EXCERPTED PASSAGE
-------

Ah. That's because Tika processor does not support path extraction. You
need to nest one more level.

Regards,
      Alex
On 22 Aug 2013 13:34, "Andreas Owen" <a...@conx.ch> wrote:

> i can do it like this but then the content isn't copied to text. it's just
> in text_test
>
> <entity name="tika" processor="TikaEntityProcessor"
> url="${rec.path}${rec.file}" dataSource="dataUrl" >
>         <field column="text" name="text_test">
>         <copyField source="text_test" dest="text" />
> </entity>
>
>
> On 22. Aug 2013, at 6:12 PM, Andreas Owen wrote:
>
> > i put it in the tika-entity as attribute, but it doesn't change
> anything. my bigger concern is why text_test isn't populated at all
> >
> > On 22. Aug 2013, at 5:27 PM, Alexandre Rafalovitch wrote:
> >
> >> Can you try SOLR-4530 switch:
> >> https://issues.apache.org/jira/browse/SOLR-4530
> >>
> >> Specifically, setting htmlMapper="identity" on the entity definition.

-------

GIVEN DATA
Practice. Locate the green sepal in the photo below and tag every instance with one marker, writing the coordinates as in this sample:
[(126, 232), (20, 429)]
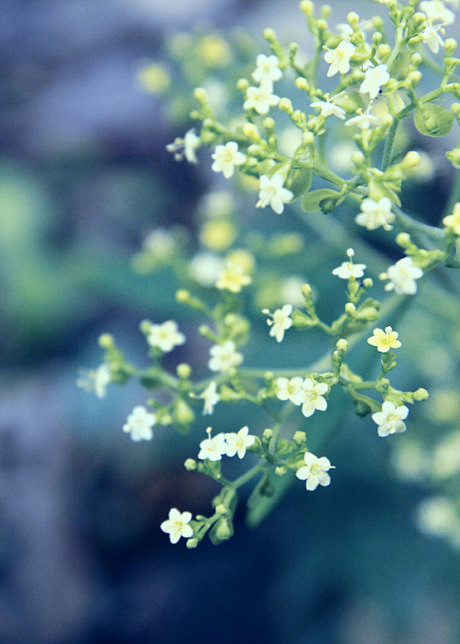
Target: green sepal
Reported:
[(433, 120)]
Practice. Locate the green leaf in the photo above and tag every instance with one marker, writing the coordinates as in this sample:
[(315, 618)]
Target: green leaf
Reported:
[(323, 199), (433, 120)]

-------

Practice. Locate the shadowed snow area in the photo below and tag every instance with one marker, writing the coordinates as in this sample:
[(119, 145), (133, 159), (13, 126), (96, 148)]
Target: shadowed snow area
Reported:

-------

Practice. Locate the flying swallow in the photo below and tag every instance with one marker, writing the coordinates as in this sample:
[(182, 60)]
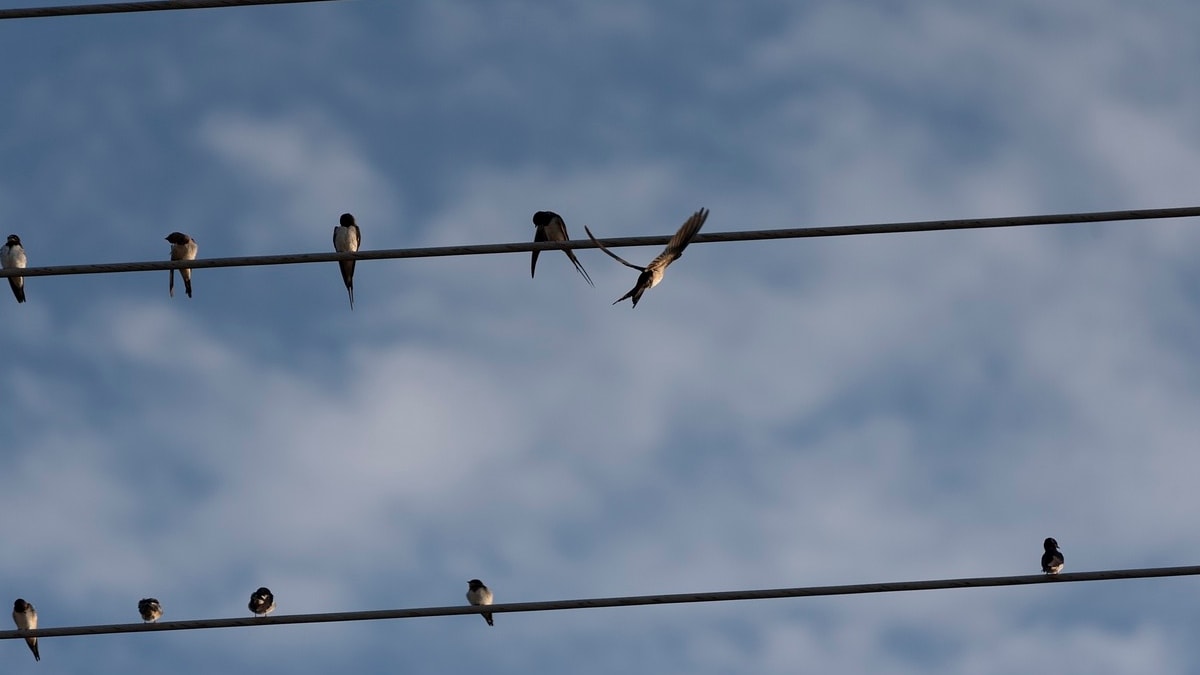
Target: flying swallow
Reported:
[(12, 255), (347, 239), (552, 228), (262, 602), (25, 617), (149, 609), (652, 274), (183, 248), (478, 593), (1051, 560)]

-------

GIVEN EXERCISE 1
From the Tika mailing-list thread, list every attribute name that appears on the entity tag in the quoted configuration snippet.
GIVEN EXERCISE 2
Reproduce the records from the line containing "Practice. Locate the flying" down to the line containing "593), (1051, 560)]", with both of those lines included. Leave out the picture.
The records are unrelated to the text.

EXERCISE OUTPUT 1
name, processor, url, dataSource

EXERCISE OUTPUT 2
Practice. Locate the flying swallow in the photo below and tag every instance with one marker, writing the coordinates as in this sample:
[(182, 60)]
Target: flying swallow
Reported:
[(12, 255), (347, 239), (552, 228), (262, 602), (25, 617), (149, 609), (652, 274), (183, 248), (478, 593), (1051, 560)]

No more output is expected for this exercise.